Natural language region descriptions

+++

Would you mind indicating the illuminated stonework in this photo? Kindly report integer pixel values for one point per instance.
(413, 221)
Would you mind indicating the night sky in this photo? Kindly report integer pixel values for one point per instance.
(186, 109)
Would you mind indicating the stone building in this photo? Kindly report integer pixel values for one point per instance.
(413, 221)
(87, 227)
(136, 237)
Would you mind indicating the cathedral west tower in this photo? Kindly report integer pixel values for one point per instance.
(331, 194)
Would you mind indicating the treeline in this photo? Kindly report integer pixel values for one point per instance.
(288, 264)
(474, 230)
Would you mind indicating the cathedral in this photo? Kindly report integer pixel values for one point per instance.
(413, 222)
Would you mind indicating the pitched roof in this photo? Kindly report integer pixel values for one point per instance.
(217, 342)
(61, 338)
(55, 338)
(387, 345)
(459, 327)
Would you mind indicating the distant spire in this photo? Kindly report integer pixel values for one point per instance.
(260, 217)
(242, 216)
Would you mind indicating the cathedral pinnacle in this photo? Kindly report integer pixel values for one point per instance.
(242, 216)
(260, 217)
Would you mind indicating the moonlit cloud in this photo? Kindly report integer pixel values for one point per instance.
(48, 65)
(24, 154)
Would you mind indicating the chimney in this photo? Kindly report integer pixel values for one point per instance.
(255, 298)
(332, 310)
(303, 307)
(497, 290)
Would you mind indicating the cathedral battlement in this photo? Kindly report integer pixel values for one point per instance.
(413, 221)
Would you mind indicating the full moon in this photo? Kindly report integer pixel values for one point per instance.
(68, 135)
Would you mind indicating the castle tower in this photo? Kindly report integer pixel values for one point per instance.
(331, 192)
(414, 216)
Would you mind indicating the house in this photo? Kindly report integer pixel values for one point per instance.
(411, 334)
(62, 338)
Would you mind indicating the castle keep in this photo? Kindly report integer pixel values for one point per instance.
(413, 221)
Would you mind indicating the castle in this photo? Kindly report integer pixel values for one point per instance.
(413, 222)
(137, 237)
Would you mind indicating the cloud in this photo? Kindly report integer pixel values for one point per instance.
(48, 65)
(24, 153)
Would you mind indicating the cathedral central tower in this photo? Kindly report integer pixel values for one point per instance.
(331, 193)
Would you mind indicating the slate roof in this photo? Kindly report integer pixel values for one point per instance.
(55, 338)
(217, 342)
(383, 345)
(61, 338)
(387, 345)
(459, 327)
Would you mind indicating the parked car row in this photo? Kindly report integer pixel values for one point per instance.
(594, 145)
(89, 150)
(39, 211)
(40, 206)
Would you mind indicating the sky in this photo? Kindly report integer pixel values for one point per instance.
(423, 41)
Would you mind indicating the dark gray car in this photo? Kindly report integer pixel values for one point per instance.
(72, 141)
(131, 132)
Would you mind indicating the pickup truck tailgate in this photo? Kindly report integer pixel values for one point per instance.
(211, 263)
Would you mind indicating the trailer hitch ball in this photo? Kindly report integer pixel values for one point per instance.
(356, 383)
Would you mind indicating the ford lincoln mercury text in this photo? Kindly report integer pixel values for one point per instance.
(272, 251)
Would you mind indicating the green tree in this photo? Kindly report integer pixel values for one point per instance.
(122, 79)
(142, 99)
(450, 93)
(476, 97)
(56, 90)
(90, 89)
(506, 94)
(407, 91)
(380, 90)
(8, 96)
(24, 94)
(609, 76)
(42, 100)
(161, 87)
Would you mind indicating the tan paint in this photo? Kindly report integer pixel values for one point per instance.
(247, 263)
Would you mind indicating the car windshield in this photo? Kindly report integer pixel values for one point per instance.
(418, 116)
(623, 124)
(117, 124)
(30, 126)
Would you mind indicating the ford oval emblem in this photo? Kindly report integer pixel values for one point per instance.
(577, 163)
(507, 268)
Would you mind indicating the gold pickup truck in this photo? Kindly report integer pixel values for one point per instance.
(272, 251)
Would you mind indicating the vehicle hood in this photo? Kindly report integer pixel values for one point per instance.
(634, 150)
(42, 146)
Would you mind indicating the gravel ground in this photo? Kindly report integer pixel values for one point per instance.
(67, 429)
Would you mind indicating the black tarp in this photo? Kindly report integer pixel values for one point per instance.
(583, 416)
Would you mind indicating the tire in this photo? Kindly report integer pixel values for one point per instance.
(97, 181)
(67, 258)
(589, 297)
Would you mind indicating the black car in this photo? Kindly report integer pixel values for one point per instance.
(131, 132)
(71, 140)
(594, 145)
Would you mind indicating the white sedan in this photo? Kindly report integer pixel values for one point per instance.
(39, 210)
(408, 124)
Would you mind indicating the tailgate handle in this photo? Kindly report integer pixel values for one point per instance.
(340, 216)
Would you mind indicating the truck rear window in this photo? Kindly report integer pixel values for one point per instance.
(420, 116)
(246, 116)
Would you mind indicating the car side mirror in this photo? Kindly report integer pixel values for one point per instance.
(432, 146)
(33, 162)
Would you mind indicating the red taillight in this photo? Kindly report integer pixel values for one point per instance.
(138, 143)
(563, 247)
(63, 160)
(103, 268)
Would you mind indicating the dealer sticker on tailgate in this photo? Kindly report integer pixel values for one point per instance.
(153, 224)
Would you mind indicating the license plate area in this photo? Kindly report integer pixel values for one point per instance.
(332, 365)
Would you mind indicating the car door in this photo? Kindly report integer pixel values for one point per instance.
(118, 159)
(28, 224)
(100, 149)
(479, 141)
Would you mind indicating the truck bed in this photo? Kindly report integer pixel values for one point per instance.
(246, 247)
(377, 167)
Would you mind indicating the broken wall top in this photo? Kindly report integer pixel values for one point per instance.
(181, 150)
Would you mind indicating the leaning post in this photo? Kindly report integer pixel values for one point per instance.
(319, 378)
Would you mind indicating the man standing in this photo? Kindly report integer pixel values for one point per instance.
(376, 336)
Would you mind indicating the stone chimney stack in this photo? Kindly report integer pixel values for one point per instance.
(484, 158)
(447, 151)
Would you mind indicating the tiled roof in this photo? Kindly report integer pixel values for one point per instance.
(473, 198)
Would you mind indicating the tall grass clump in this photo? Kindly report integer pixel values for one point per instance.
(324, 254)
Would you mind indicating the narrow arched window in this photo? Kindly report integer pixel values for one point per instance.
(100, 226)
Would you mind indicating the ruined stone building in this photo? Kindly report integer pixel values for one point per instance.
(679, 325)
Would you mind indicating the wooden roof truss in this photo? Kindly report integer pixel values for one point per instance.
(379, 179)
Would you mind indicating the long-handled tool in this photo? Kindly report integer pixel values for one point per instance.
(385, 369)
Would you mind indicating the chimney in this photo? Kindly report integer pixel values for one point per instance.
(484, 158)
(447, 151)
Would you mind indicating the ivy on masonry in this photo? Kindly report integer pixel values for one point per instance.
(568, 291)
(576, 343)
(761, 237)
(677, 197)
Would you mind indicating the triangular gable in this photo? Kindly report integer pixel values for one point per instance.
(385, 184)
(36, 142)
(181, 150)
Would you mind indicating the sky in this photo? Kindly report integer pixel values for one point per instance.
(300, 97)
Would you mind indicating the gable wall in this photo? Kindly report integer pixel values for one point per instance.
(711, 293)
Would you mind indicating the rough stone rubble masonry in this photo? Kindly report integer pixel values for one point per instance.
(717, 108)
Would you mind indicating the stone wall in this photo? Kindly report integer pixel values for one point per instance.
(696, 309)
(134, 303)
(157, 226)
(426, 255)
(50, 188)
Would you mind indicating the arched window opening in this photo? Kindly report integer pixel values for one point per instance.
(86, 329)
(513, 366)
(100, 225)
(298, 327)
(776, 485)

+++

Exercise details - Reproduce every line above, keeping each word exactly as it appears.

Answer section -
Would you mind indicating the illuminated stonework in this photo? Kindly report integer pixel values for one point per instance.
(413, 221)
Would you mind indicating the night sky in this photo? Kindly report integer pixel values for one point per instance.
(186, 109)
Would you mind indicating the stone building in this photo? Kindly report integer pixel values for one point per instance.
(413, 221)
(87, 227)
(136, 237)
Would you mind indicating the cathedral west tower in this photo? Kindly report integer pixel values for one point per instance.
(331, 194)
Would you mind indicating the treeline in this photo? Kindly report integer pixel values for one point per instance.
(288, 264)
(474, 230)
Would you mind indicating the cathedral in this photo? Kindly report integer pixel values for one point per instance.
(413, 222)
Would you mind indicating the pitched roof in this photo? Kindly report integer pixel values for one point per instance.
(217, 342)
(61, 338)
(55, 338)
(387, 345)
(459, 327)
Would you mind indicating the distant spire in this photo? Kindly report integer pixel values for one point per instance.
(260, 217)
(242, 216)
Would you mind indicating the cathedral pinnacle in this photo? Kindly report integer pixel values for one point per instance.
(242, 216)
(260, 217)
Would you mind indicating the moonlit cloud in this photo? Kindly report integer pixel values for one point per instance.
(48, 65)
(24, 154)
Would you mind indicating the chimney in this photo? Kindly report integer pixel values for one point per instance.
(255, 298)
(332, 310)
(303, 307)
(497, 290)
Would you mind indicating the cathedral battlement in this photo? Kindly report integer pixel values for one point per instance.
(413, 221)
Would you mind indicating the full moon in this photo? Kindly report integer pixel values for one point per instance.
(68, 135)
Would you mind indicating the castle tower in this photo? Kindly report integer pixel values for one point per instance.
(331, 192)
(414, 216)
Would you mind indicating the house in this photo? Kindly report integer pixel values for one point per instance.
(411, 334)
(62, 338)
Would you mind indicating the castle keep in this photo? Kindly report integer pixel values for one point per instance.
(413, 221)
Would you mind indicating the castle in this photo? Kindly report integer pixel values for one point per instance.
(413, 222)
(137, 237)
Would you mind indicating the cloud in this photo? Kindly report integer pixel values for one point per instance.
(48, 65)
(24, 153)
Would you mind indicating the cathedral central tower in this photo? Kindly report integer pixel values for one point per instance.
(331, 193)
Would you mind indicating the slate roof in this photo? Kindly report integer pixel values for one point per instance.
(55, 338)
(217, 342)
(383, 345)
(61, 338)
(387, 345)
(459, 327)
Would you mind indicating the parked car row in this photo? Kindly report integer pixel values for one point per instance.
(594, 145)
(89, 150)
(39, 211)
(40, 206)
Would you mind indicating the sky in this photo? Kindly report integer pixel values for one point per instance.
(423, 41)
Would you mind indicating the dark gray car in this photo? Kindly report integer pixel values for one point per instance.
(72, 141)
(131, 132)
Would you mind indicating the pickup truck tailgate in this photo? Kindly report integer pixel values for one point per instance.
(211, 263)
Would you mind indicating the trailer hitch ball in this photo? Kindly report integer pixel values for one point per instance.
(356, 383)
Would you mind indicating the ford lincoln mercury text in this photo? Kindly report integer pixel values for one point per instance.
(272, 251)
Would you mind indicating the green tree in this photo? Kindly report integer pixel values for one point per instance.
(122, 79)
(142, 99)
(450, 93)
(476, 97)
(56, 90)
(90, 89)
(506, 94)
(407, 91)
(380, 90)
(8, 96)
(24, 94)
(609, 76)
(42, 100)
(161, 87)
Would you mind indicating the tan paint in this photo? Kindly report integer pixel values for one point per instance.
(247, 263)
Would you mind indicating the car windshield in this photo? Kindly report integer pixel values for one point per instance.
(418, 116)
(623, 124)
(117, 124)
(30, 126)
Would you mind indicating the ford oval emblem in this photo? Kindly report integer pixel values for one point per instance.
(577, 163)
(507, 268)
Would you mind indicating the gold pickup truck in this photo? Kindly report integer pixel values for one point per instance.
(272, 251)
Would you mind indicating the vehicle hood in this photo? Kindly report integer pixel values for one point per instance.
(634, 150)
(42, 146)
Would you mind indicating the gravel ground in this photo? Kindly report integer pixel values for one point per instance.
(67, 429)
Would you mind indicating the black tarp in this photo? Kindly report integer pixel values for one point per instance.
(583, 416)
Would you mind indicating the tire in this photo? Kindly report integer pixel values for one point per instance.
(97, 181)
(67, 258)
(589, 297)
Would you mind indicating the black car in this photo? Kindly report integer pixel values for one point per instance.
(131, 132)
(71, 140)
(594, 145)
Would you mind indicating the white sedan in this photo? Kindly report integer pixel values for one point per instance.
(39, 210)
(408, 124)
Would you mind indicating the tailgate handle in this photo? Kindly report integer pixel values for one point per instance.
(340, 216)
Would you mind indicating the truck rear window in this photo? Kindly report integer pixel values for one point per instance.
(420, 116)
(246, 116)
Would you mind indicating the car side mirror in this photo? Kindly report integer pixel values for one point per instance.
(432, 146)
(33, 162)
Would you mind indicating the red taillight in this photo? Kindly report integer pixel values for one point per instance.
(138, 143)
(563, 247)
(63, 160)
(103, 268)
Would you mind indicating the dealer sticker on tailgate in this photo? Kindly report integer pixel values for one point per instance.
(153, 224)
Would you mind indicating the license plate area in this photo? Kindly report integer pixel values for one point per instance.
(332, 365)
Would you mind indicating the car door in this photo? Kindly report integer pixel values for one point per instance.
(118, 159)
(28, 224)
(100, 149)
(479, 141)
Would you mind indicating the truck bed in this photo? Kindly report integer pixel values for one point per instance.
(246, 247)
(377, 167)
Would you mind indicating the broken wall top in this photo? Kindly report integer pixel values for one point per instance.
(181, 150)
Would you mind indicating the leaning post in this photo? Kindly report integer pixel values for one point per instance.
(319, 378)
Would you mind indicating the man standing in this photo? Kindly report integer pixel values for one point per instance.
(376, 336)
Would you mind indicating the stone chimney stack in this photo? Kindly report integer pixel values for one point per instance.
(484, 158)
(447, 151)
Would you mind indicating the tiled roof in this photo? Kindly report integer pixel values for one point per instance.
(473, 198)
Would you mind indicating the tall grass clump in this photo? Kindly report integer pixel values for one point per instance.
(324, 254)
Would you mind indicating the narrow arched window in this photo? Kindly report integer pixel values for one point per instance.
(100, 226)
Would you mind indicating the ruined stone building in this photo? Kindly report integer pixel values for one point per instance.
(679, 325)
Would you mind indicating the wooden roof truss in this photo? Kindly report integer pixel values for one point per instance.
(379, 179)
Would you mind indicating the long-handled tool in this photo? Kindly report integer pixel values for one point per instance.
(385, 369)
Would you mind indicating the chimney in this photo? Kindly report integer pixel values for one point per instance.
(484, 158)
(447, 151)
Would you mind indicating the ivy on masonry in this photo? Kindly report integer pixel values for one point per instance.
(568, 291)
(576, 343)
(761, 237)
(677, 197)
Would you mind indicating the triangular gable in this photo? Kindly report integer pixel values for one point per instance.
(385, 184)
(36, 142)
(181, 150)
Would you mind indicating the sky in this photo? Kindly report integer pixel values for one point per instance.
(300, 97)
Would you mind indicating the gable wall in this photo? Kindly report integer pixel values for one point per instance.
(711, 293)
Would you mind indicating the rough stone rubble masonry in this photo? Kindly report integer pixel values for one point per instance.
(717, 108)
Would you mind indicating the stone wall in this photo? Kindly report integer pixel values for one point per instance.
(696, 309)
(134, 303)
(157, 226)
(426, 255)
(50, 188)
Would you mind indicating the arched window opening in this photo? Kindly report integer pixel values for one point per instance.
(86, 329)
(513, 366)
(100, 225)
(298, 327)
(776, 485)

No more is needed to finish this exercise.